## [Given records]
========
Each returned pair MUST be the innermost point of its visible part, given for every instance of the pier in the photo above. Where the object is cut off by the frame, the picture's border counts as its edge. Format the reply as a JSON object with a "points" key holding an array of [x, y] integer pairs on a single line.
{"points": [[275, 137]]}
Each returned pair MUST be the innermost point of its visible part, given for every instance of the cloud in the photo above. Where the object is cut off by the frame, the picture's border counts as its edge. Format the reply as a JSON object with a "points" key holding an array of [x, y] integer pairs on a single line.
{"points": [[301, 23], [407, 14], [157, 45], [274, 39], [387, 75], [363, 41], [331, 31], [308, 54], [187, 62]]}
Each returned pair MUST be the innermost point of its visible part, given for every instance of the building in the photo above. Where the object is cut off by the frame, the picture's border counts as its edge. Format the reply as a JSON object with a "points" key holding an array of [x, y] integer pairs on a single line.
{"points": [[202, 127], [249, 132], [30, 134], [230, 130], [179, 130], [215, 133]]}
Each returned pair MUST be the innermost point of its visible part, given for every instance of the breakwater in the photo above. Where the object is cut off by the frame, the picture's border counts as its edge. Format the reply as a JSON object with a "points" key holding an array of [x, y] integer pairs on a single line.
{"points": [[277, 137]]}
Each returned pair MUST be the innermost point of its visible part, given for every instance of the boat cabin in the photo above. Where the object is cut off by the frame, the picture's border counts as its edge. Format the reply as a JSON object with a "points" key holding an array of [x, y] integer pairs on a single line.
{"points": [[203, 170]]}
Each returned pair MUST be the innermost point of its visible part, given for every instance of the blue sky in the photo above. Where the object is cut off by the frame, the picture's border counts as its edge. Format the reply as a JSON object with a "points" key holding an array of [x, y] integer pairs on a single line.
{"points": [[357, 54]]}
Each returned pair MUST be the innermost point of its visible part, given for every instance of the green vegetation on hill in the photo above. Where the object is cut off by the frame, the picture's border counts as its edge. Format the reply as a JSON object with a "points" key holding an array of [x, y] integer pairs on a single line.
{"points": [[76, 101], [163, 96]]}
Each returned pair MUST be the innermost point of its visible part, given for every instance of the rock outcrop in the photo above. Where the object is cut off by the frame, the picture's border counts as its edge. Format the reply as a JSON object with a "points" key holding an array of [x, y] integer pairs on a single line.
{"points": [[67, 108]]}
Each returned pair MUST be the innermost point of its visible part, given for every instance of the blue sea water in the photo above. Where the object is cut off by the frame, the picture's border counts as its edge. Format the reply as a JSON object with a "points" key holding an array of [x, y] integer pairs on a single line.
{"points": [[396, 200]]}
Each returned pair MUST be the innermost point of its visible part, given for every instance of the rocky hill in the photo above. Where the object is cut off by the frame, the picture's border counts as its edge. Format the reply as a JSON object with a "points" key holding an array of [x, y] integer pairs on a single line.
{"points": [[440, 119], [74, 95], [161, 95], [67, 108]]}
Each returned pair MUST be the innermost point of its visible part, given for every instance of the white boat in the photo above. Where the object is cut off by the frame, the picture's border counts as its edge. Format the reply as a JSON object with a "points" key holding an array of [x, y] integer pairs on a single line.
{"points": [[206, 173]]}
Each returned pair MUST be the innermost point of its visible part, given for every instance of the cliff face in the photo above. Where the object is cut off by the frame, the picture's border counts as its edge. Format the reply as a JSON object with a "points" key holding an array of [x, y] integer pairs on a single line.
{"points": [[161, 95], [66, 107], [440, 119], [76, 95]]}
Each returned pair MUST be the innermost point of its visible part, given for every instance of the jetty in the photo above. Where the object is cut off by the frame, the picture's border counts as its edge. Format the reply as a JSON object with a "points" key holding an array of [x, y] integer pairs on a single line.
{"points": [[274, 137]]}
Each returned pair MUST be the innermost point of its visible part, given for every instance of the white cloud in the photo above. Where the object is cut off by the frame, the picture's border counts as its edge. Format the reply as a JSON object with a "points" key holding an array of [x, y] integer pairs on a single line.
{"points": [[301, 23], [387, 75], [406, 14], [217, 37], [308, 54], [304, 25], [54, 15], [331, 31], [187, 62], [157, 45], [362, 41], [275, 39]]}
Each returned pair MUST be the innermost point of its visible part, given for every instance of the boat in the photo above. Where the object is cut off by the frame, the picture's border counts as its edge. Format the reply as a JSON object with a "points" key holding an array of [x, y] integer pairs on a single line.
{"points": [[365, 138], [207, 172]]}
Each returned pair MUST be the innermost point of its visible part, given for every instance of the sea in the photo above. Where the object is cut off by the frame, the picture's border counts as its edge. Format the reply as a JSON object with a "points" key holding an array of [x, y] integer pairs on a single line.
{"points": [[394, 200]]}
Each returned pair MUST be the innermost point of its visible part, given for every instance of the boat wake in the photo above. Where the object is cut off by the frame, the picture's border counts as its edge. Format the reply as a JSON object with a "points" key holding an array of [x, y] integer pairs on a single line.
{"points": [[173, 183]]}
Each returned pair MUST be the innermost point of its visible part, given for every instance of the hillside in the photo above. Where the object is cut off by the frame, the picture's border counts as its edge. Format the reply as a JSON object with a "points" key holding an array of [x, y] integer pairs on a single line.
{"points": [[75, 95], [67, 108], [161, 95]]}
========
## [Given problem]
Change every occurrence of "innermost point" in these lines to "most central point", and leave all other text unchanged.

## [Worked answer]
Each returned pair MUST be the most central point of its visible part, given for every instance of the pier in the photo above. Where the object is cut off by the frame, the picture's border counts as its edge. Format the reply as a JSON object with a "points" key holding an array of [x, y] integer pairs on a single line.
{"points": [[275, 137]]}
Each returned pair MUST be the most central point of its visible part, given for every instance of the cloud in the photo above. Where the object is cut off by the frame, the picture's border counts as its edge. Format the reply as a JSON object with a "points" key holding an array of [x, y] integer pairs on a single line.
{"points": [[301, 23], [407, 14], [157, 45], [274, 39], [387, 75], [363, 41], [331, 31], [308, 54], [187, 62]]}
Each returned pair MUST be the most central point of its visible part, given for every instance of the building in the photo above. Where the object is cut off by the frame, the picture's border counts as its edge. Format the reply as a JSON object with a "points" key holding an array of [x, y] integer pairs on a single line.
{"points": [[202, 127], [249, 132], [30, 134], [230, 130], [179, 130], [215, 133]]}
Each returned pair MUST be the most central point of its visible part, given for every instance of the breakwater in the photo above. Where the object is cut off by the frame, the picture's border counts as its edge. Format the reply as a JSON object with a "points" key holding an array of [x, y] integer pairs on a single line.
{"points": [[277, 137]]}
Each returned pair MUST be the most central point of its visible part, given for every instance of the boat cabin in the photo above. Where the object is cut off by the frame, the picture's border counts as its edge. Format the reply as a JSON object with a "points" key holding an array of [x, y] integer pairs on a single line.
{"points": [[203, 170]]}
Each returned pair MUST be the most central point of its visible part, given for every instance of the blue sky in the photo above. Where the object is cut off by the frame, the picture's border counts as its edge. Format the reply as a JSON object with a "points" key holding an array of [x, y] integer pairs on a single line.
{"points": [[357, 54]]}
Each returned pair MUST be the most central point of its visible part, given for every instance of the green vegetation on hill in the photo above. Where the object is cut off by the frame, the picture's border counts as its edge. Format the reply as a JSON object with a "points" key holding an array of [x, y] integer pairs on a single line.
{"points": [[76, 101], [163, 96]]}
Each returned pair MUST be the most central point of its visible part, given for every instance of the rock outcrop in the photo above. Where the object is cut off by the frame, the picture's border counts as its edge. Format the reply as a JSON object with a "points" key holding an array of [x, y] integer pairs on a single line.
{"points": [[67, 108]]}
Each returned pair MUST be the most central point of its visible part, given for every instance of the blue sea water in the photo above. Where the object is cut off by the frame, the picture's border counts as its edge. Format the reply as a JSON object with a "points" key holding an array of [x, y] integer pairs on a single line.
{"points": [[396, 200]]}
Each returned pair MUST be the most central point of its visible part, given for every instance of the rocky hill in the photo above. Where the object is cut off by the frame, the picture's border counts as its edge. Format the reply as a JSON object with a "points" key holding an array of [x, y] integer pairs on a single line.
{"points": [[440, 119], [74, 95], [161, 95], [67, 108]]}
Each returned pair MUST be the most central point of its visible part, given for every instance of the white boat in the photo above. Where the object is cut off by the frame, the picture's border counts as its edge. Format the reply as a JSON object with a "points" key holding an array of [x, y] integer pairs on a single line.
{"points": [[206, 173]]}
Each returned pair MUST be the most central point of its visible part, given for every instance of the cliff face in the photo above. Where the object is cut off by the frame, the picture's border counts as its edge. Format the reply as a JSON object with a "points" key holding an array of [x, y] integer pairs on a single line.
{"points": [[161, 95], [66, 107], [440, 119], [76, 95]]}
Each returned pair MUST be the most central point of its visible part, given for every instance of the jetty in the photo above. Where the object is cut off by the frame, the picture's border counts as its edge. Format the reply as a JSON object with a "points" key holding an array of [x, y] integer pairs on a single line.
{"points": [[274, 137]]}
Each returned pair MUST be the most central point of its visible part, given for every instance of the white cloud in the photo above. Where the object is cut off by the frame, the picture's border counts as its edge. Format the reply as a JSON object with a "points" key holding an array of [x, y] integer pairs on a single line.
{"points": [[301, 23], [387, 75], [406, 14], [217, 37], [308, 54], [304, 25], [54, 15], [331, 31], [187, 62], [157, 45], [362, 41], [275, 39]]}
Each returned pair MUST be the most central point of its visible part, given for every instance of the boat in the photo above. Where the object is cut off by the frame, the picture's border counts as its edge. Format the reply as a JSON object with a "points" key holding an array of [x, y] integer pairs on a single line.
{"points": [[365, 138], [207, 172]]}
Each returned pair MUST be the most central point of its visible part, given for every instance of the sea in the photo above. Where the object is cut off by the frame, the picture's border counts as its edge. Format the reply as a JSON object with a "points" key holding an array of [x, y] integer pairs on a single line.
{"points": [[394, 200]]}
Each returned pair MUST be the most central point of its visible part, given for every instance of the boat wake in the photo above. Where the object is cut off by the frame, the picture's border counts as its edge. Format the reply as a JSON object with a "points" key holding an array of [x, y] integer pairs on a single line.
{"points": [[173, 183]]}
Each returned pair MUST be the most central point of its visible part, given for every instance of the hillside in the photo above. Where the object is cut off by the frame, the picture's border counts as its edge. Format the reply as a JSON object with a "points" key holding an array of [x, y] integer pairs on a single line.
{"points": [[75, 95], [67, 108], [161, 95]]}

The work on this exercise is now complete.